_Teks Bacaan_
^^^^^^^^^^^^^^^^

Sabtu, 25 Februari 2012

Pengalaman Berempat

Unknown | Sabtu, Februari 25, 2012 |


                “Krrrrriiiiiiiiiiiiiing”, bel pertanda jam pelajaran usai pun telah berbunyi. Semua siswa mulai memasukan segala perlengkapan sekolah masing-masing. Guru pun meminta ketua kelas untuk menyiapkan kelas sebelum siswa beranjak meninggalkan kelas.
                Setelah kelas disiapkan, satu persatu siswa pun mulai keluar kelas. Dari kelas lain pun tampak mulai kelauar kelas mereka dan segera menuju ke tempat parkir motor. Memang mayoritas siswa dari sekolah ini adalah siswa dengan kemampuan ekonomi menangah ke atas hingga tak heran banyak motor yang berbaris rapih dipelataran sekoalah.
                Hari tampak mendung dan sepertinya akan segera turun hujan. Tapi teman-teman kelas ku ini hendak menjenguk salah satu teman yang sedang sakit. Diantara mereka ada yang setuju ada pula yang tidak, dan saya adalah salah satu orang dari pihak yang tidak setuju. Saya beralasan bahwa cuaca lagi kurang bagus dan juga mungkin dirumahnya juga sedang turun hujan. Diantara mereka pun ada yang tidak setuju dengan pendapat saya. Hingga hujan mulai turun satu persatu dari langit. Walau memang dugaanku tepat tapi mereka masih bersikukuh untuk pergi menjenguknya.

^^^^^^^^^^^^^^^^

Catatan dari sebuah koleksi:

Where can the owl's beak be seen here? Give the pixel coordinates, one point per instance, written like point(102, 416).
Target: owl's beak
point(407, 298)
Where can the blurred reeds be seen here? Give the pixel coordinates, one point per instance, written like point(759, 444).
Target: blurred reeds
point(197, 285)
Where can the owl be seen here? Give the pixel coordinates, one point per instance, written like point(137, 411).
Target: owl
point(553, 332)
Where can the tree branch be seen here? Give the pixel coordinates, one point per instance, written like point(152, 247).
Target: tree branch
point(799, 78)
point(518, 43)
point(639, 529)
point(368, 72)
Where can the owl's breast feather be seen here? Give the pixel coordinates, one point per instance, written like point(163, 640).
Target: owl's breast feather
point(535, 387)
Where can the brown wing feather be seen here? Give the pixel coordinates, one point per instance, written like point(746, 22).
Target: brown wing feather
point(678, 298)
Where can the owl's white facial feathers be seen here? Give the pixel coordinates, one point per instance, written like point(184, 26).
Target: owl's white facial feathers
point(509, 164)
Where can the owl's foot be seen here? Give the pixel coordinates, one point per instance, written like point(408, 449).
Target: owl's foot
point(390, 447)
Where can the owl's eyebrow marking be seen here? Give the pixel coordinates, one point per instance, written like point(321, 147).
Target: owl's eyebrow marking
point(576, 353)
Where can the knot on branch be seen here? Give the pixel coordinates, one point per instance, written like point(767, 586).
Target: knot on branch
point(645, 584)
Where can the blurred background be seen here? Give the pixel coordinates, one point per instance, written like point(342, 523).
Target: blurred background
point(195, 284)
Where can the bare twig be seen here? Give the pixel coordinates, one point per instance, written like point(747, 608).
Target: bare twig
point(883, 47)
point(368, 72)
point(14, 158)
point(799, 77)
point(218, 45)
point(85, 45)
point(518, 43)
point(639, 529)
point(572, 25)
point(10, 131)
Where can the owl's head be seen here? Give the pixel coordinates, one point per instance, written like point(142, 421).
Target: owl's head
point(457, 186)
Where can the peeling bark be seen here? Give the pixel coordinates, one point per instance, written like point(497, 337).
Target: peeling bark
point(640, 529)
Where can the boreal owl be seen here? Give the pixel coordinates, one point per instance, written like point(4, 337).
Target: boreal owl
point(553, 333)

^^^^^^^^^^^^^^^^

_Soal Latihan_
1. Menurut teks, apa yang diminta guru kepada ketua kelas setelah bel berbunyi?
2. Berdasarkan teks, jelaskan mengapa pencerita tidak setuju dengan rencana menjenguk teman yang sedang sakit.
Jawablah hanya berdasarkan teks.

_Kunci Jawaban_
1. Guru meminta ketua kelas menyiapkan kelas sebelum siswa meninggalkan kelas.

2. Pencerita tidak setuju karena cuaca sedang kurang bagus. Selain itu, pencerita menduga di rumah teman yang sakit itu mungkin juga sedang turun hujan.